### YOUR GOAL
Reproduce the part of the KBpedia graph extraction text that runs from "### KEY CONFIG" to "extraction . . .')", word for word.

### TEXT SECTION
We now have all of the input pieces to complete our graph dataset. Fortunately, we had already developed a routine in CWPK #49 for generating an output listing from our owlready2 representation of KBpedia. We begin by loading up our necessary packages for working with this information:

from cowpoke.__main__ import *
from cowpoke.config import *
from owlready2 import *

And we follow the same configuration setup approach that we have developed for prior extractions:

### KEY CONFIG SETTINGS (see build_deck in config.py) ###             
# 'kb_src'        : 'standard'                                        # Set in master_deck
# 'loop_list'     : kko_order_dict.values(),                          # Note 1   
# 'base'          : 'C:/1-PythonProjects/kbpedia/v300/build_ins/mappings/',              
# 'ext'           : '.csv',                                         
# 'out_file'      : 'C:/1-PythonProjects/kbpedia/v300/extractions/data/graph_specs.csv',

def graph_extractor(**extract_deck):
    print('Beginning graph structure extraction . . .')

### RECORDED INFORMATION
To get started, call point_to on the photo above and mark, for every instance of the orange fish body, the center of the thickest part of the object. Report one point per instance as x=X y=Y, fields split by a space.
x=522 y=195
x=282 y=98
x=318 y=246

### PROBLEM SOLUTION
### KEY CONFIG SETTINGS (see build_deck in config.py) ###             
# 'kb_src'        : 'standard'                                        # Set in master_deck
# 'loop_list'     : kko_order_dict.values(),                          # Note 1   
# 'base'          : 'C:/1-PythonProjects/kbpedia/v300/build_ins/mappings/',              
# 'ext'           : '.csv',                                         
# 'out_file'      : 'C:/1-PythonProjects/kbpedia/v300/extractions/data/graph_specs.csv',

def graph_extractor(**extract_deck):
    print('Beginning graph structure extraction . . .')